> GIVEN TEXT:
•••••
Well led , properly organized cavalry , in its complementary role to infantry , had four functions . First , it could locate the enemy infantry , learn what they were doing , and hold them until the heavy foot columns could come up and take over . Second , it could screen its own infantry from the sight of the enemy . Third , it could threaten at all times , and destroy when possible , the enemy communications . It could reach key tactical points faster than infantry and destroy them or hold them as the case might be for the foot soldier . Its climactic role was to pursue and demoralize a defeated enemy but this chance never came in the Atlanta campaign . Thomas tried hard to have his cavalry ready for the test it was to meet , but his plans were wrecked when it was forced into a campaign without optimum mobility and with its commander stripped from it .

Sherman knew the uses of cavalry as well as Thomas but he imagined a moving base with infantry wings instead of cavalry wings . His conception proved workable but slower and it enabled his enemy to make clean , deft , well organized retreats with small materiel losses . Sherman insisted that cavalry could not successfully break up hostile railways , yet Garrard's Covington raid and Rousseau's Opelika raid cut two-thirds of the rail lines he had to break and Sherman lived in mortal fear of what Forrest might do to his communications .

When McPherson pushed blindly through Snake Creek Gap in a potentially decisive movement , the only cavalry in his van was the Ninth Illinois Mounted Infantry , totally inadequate for its role . It stumbled on infantry where no infantry should have been and McPherson's aggressive impulse faded out , overwhelmed by fears of the unknown . A proper cavalry command in his front would have developed the fact that he had run into one division of Polk's Army of the Mississippi moving up from the direction of Mobile to join Johnston at Dalton . From the night of August 30 to the morning of September 2 there was no Union cavalry east of the Macon railway to disclose to Sherman that he was missing the greatest opportunity of his career . A great part of the time , Thomas' infantry never knew the location of the enemy line . At such times Thomas wondered when and where a counterattack would strike him . It was the hard way to fight a war but Thomas did it without making any disastrous mistakes .
•••••
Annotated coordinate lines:
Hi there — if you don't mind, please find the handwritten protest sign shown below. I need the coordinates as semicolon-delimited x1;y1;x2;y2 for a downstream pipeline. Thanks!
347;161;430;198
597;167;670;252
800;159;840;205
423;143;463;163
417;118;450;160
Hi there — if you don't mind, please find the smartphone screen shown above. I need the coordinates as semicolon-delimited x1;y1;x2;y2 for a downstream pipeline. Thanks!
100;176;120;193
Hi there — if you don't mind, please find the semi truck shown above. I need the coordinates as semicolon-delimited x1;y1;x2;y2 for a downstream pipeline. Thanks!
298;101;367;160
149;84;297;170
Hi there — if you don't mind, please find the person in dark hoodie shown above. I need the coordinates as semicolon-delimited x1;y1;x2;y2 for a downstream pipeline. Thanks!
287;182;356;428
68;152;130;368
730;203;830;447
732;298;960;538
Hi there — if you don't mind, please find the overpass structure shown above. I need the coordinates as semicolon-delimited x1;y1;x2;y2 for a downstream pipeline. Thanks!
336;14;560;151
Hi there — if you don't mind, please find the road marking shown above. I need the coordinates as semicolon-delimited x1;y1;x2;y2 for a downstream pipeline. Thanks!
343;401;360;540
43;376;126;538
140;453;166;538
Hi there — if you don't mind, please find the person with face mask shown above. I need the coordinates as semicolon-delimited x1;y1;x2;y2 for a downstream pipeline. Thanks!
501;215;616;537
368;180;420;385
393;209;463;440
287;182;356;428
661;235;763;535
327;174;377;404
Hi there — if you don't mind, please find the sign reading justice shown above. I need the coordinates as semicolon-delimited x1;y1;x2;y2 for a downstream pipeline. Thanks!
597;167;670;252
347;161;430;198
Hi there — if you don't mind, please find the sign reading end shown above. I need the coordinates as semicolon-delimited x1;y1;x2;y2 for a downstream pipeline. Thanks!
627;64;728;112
•••••
> PARTS OF THE EXERCISE:
#1 According to the passage on cavalry in the Atlanta campaign, why did Thomas's plans for his cavalry fail? Answer in one to three sentences.
#2 Please write what comes next in the passage on cavalry in the Atlanta campaign, picking up after its final sentence.

> ANSWERS:
#1 Thomas's plans failed because his cavalry was forced into a campaign without optimum mobility. Its commander had also been stripped from it.

#2
Heat during the Atlanta campaign , coupled with unsuitable clothing , caused individual irritation that was compounded by a lack of opportunity to bathe and shift into clean clothing . To relieve the itch and sweat galls , the men got into the water whenever they could and since each sizable stream was generally the dividing line between the armies the pickets declared a private truce while the men went swimming . Johnston believed that Sherman put his naked engineers into the swimming parties to locate the various fords . Lieutenant Colonel James P. Brownlow , who commanded the First Brigade of Thomas' First Cavalry Division , was ordered across one of these fords . The water was deep and Brownlow took his troopers across naked -- except for guns , cartridge boxes and hats . They kicked their horses through the deep water with their bare heels , drove the Rebels out of their rifle pits and captured four men . Most of the Rebels got away since they could make better time through the stiff brush than their naked pursuers .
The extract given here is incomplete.